▶ [WORK INSTRUCTIONS]:
(a) Answer these three questions about the article on MIT's new sustainability fund:
(i) How much money did the Campus Sustainability Incubator Fund award in total, and among how many projects?
(ii) Who is the director of the MIT Office of Sustainability?
(iii) What technology will the Varanasi research group test at the Central Utilities Plant cooling towers?
(b) Using the article on MIT's new sustainability fund, explain why Julie Newman values testing sustainability solutions on the MIT campus at the individual and building level.
(c) Name every person the article on MIT's new sustainability fund identifies as leading one of the four project teams.

#### SOURCE

New fund makes MIT a living sustainability lab

MIT Office of Sustainability announces awards to multi-departmental projects that test management, design, and operations solutions on campus.

The MIT Office of Sustainability (MITOS) has announced the recipients of the first-ever Campus Sustainability Incubator Fund, with $200,000 awarded between four multi-departmental projects, all of which use the MIT campus as a test bed for research in sustainable operations, management, and design.

The Varanasi research group visits the MIT Central Utilities Plant cooling towers, where they will test their water-recapture technology with support from the new Campus Sustainability Incubator Fund. Photo: Paul Wolff/MITOS

The four project teams are lead by Kripa Varanasi of the Department of Mechanical Engineering, Randy Kirchain and Jeremy Gregory of the Concrete Sustainability Hub, Lisa Anderson of the Department of Chemical Engineering, and Danielle Dahan of the Center for Energy and Environmental Policy Research.

“The seed funds will enable researchers to explore the physical facility and social context in which they are working, living and learning,” says Julie Newman, MITOS director and convener of the fund’s Advisory Committee. Newman calls the MIT campus a “rich environment for creating and testing sustainability solutions” at both the individual and building level to ensure they work at a city and global scale.

########
#### RECORDS SHOWN

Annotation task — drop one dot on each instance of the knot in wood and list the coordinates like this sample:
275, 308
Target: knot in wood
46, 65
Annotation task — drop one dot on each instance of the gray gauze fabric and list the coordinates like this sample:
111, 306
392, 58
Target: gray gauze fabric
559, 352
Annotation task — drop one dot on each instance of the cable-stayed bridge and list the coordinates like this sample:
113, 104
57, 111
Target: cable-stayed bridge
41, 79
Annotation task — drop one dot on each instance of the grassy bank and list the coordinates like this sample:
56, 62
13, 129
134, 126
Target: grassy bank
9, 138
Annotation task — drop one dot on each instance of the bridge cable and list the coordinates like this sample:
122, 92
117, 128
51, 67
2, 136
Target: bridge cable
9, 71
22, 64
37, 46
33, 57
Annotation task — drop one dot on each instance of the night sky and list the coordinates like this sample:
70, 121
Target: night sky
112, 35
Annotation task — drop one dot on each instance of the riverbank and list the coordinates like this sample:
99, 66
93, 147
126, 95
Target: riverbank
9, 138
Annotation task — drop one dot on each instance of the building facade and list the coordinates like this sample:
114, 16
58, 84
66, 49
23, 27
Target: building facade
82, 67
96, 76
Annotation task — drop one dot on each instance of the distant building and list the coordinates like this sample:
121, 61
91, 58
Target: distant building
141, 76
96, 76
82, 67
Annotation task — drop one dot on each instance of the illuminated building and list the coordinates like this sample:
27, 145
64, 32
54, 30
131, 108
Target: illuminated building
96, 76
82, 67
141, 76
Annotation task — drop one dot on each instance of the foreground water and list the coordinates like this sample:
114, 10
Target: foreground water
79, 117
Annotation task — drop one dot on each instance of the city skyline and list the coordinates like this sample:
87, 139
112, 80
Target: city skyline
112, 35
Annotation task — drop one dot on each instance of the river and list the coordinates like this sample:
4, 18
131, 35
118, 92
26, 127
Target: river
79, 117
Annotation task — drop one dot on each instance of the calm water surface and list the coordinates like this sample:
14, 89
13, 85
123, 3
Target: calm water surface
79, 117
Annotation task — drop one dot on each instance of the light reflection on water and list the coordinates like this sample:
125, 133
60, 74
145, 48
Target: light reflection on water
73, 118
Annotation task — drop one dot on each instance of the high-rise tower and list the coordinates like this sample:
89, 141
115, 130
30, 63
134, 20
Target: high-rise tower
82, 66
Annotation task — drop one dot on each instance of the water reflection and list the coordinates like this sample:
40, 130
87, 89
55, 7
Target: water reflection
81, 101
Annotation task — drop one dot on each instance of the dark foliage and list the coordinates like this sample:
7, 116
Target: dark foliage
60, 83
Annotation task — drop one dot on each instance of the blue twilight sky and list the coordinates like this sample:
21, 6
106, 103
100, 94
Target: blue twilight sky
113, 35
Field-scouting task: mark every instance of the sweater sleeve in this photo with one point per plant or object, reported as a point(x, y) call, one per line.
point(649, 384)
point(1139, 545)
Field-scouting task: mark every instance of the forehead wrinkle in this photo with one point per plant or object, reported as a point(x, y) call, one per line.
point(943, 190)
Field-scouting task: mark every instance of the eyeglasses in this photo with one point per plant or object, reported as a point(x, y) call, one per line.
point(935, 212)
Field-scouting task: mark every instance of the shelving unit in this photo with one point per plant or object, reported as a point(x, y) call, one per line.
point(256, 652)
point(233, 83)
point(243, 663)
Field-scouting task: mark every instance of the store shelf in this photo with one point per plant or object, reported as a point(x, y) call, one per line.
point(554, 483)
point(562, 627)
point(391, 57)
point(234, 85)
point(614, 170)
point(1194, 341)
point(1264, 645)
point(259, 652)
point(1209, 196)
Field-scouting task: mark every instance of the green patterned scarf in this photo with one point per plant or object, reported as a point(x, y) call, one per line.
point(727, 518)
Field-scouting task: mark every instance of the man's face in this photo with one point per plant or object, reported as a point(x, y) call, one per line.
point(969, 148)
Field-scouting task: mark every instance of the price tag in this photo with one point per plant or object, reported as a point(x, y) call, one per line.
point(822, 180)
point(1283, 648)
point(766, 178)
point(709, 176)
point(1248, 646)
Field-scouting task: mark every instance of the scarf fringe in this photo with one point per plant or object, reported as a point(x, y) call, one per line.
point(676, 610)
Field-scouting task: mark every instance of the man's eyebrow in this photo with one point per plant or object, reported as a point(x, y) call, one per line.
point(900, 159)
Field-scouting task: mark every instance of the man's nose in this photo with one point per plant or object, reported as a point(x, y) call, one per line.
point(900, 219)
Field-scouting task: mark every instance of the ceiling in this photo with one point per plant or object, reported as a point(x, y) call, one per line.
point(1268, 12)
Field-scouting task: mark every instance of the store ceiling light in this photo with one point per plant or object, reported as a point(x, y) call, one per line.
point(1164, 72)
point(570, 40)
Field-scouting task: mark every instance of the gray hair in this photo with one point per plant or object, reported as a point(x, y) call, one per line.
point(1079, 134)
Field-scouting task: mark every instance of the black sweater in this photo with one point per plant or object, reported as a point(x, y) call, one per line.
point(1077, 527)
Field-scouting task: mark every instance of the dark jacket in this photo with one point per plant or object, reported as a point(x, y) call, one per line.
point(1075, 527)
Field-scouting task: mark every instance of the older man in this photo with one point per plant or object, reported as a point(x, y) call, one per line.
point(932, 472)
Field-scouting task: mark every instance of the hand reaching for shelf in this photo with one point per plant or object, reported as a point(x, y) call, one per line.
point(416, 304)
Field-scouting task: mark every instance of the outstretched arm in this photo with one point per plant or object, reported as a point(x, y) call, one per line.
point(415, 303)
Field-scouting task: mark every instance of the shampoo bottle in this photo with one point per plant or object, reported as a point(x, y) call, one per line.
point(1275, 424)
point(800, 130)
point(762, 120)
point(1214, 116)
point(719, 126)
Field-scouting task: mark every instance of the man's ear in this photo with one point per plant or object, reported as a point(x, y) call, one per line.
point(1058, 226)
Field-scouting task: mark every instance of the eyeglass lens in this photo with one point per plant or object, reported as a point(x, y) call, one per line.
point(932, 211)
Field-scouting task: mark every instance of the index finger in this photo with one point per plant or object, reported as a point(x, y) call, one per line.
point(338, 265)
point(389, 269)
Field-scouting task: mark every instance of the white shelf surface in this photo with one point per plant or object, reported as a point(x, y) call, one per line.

########

▶ [ANSWERS TO THE EXERCISES]:
(a)
(i) $200,000, among four projects.
(ii) Julie Newman.
(iii) Their water-recapture technology.

(b) Newman calls the campus a "rich environment for creating and testing sustainability solutions" at the individual and building level. Testing them there helps ensure that they work at a city and global scale.

(c)
- Kripa Varanasi
- Randy Kirchain
- Jeremy Gregory
- Lisa Anderson
- Danielle Dahan